*GIVEN TEXT*.
○ ○ ○ ○
BBC World Service

Reith Lectures: A New Citizenship

A New Politics for the Common Good

For the fourth and final lecture in this year's Reith Lectures, Professor Sandel travels to the home of American government, Washington DC.

President Obama won the presidency on a promise of change after campaigning for moral and civic renewal. But what should that look like?

How does a new politics of the common good recast our understanding of government and what it means to be a citizen?

Professor Sandel Sandel argues that a new citizenship requires a politics that leans against the privatizing tendencies of our age, and that a healthy democracy requires that we think of ourselves less as consumers and more as citizens.

Lecture Three: Genetics and Morality

In the third Reith lecture, Professor Sandel considers how we should use our ever-increasing scientific knowledge.

New genetic technologies hold great promise for treating and curing disease, but how far we should go in using them to manipulate muscles, moods and gender?

Lecture Two: Morality and Politics


In the second of the 2009 Reith Lectures, Professor Michael Sandel asks what's the role, if any, for morality in politics?

Some say there is no place for morality and religious argument in politics. But Professor Sandel disagrees and argues for a more robust debate in public life everywhere which includes morality and spiritual views.

This is an essential element of what he calls 'A New Citizenship'.
○ ○ ○ ○
*DATA*.

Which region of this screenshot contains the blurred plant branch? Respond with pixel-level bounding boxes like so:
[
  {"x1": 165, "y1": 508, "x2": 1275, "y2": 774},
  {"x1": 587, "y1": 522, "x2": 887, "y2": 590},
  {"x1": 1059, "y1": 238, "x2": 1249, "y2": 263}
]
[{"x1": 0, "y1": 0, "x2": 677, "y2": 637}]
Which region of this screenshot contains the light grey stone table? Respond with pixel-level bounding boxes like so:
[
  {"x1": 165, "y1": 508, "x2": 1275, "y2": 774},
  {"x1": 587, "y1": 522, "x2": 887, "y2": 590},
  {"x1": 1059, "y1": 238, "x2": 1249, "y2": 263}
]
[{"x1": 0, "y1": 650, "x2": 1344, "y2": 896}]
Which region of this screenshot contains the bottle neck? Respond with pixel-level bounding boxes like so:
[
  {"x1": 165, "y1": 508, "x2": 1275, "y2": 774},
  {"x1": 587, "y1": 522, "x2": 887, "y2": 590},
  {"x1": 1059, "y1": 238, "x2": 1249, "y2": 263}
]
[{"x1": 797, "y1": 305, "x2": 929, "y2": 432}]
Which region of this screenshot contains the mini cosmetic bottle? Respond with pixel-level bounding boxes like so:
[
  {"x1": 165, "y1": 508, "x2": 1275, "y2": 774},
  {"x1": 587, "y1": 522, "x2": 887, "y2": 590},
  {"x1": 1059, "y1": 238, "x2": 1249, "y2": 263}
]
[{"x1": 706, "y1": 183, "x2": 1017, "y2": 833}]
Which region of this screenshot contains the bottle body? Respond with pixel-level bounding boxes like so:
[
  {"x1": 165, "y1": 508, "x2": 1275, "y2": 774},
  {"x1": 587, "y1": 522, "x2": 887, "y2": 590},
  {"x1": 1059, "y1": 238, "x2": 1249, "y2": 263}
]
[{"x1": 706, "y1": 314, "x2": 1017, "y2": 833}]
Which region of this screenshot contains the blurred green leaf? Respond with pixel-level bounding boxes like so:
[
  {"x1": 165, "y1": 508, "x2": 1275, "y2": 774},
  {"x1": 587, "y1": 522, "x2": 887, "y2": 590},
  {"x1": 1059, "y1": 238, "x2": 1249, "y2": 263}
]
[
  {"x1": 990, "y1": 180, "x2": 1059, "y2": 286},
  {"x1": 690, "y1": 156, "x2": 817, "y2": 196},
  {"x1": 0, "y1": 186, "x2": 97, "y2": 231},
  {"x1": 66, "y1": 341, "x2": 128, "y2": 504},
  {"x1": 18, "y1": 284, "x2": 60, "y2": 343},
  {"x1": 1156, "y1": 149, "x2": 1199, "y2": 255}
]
○ ○ ○ ○
*ACTIVITIES*.
1 - According to the Reith Lectures page, where does Professor Sandel travel for the fourth and final lecture?
2 - Continue the Reith Lectures page from the point where it stops.

*ANSWERS PER TASK*.
1 - Washington DC.

2 -
He thinks that often it's not possible for the state to be neutral on moral questions and calls for a more robust debate about issues such as commercial surrogacy and same sex marriage.

The programme is chaired by the British broadcaster, Sue Lawley.

Lecture One: Markets and Morals

The Reith Lectures are a series of annual radio lectures on significant contemporary issues.

This year's theme is A New Citizenship and the lectures are delivered by political philosopher and Harvard University professor, Michael Sandel.

In the first of four lectures, Professor Sandel asks, what are the moral limits of markets?

In the wake of the global financial crisis, he considers the expansion of markets into areas once the preserve of the state: prisons, schools, and hospitals and more controversially, the global trade in kidneys and other body parts for transplantation.

He ponders the question, are there some things which money can't or shouldn't buy?

How should we think about the use of markets in cases such as these? Sandel offers a moral framework and suggests a more searching public debate about the moral limits of markets is an essential aspect of a "new citizenship".

The Reith Lectures were started by the BBC in 1948, and named after its first Director General, Lord Reith.

Professor Sandel's lecture was recorded at the iconic home of BBC Radio, the Radio Theatre at Broadcasting House in London.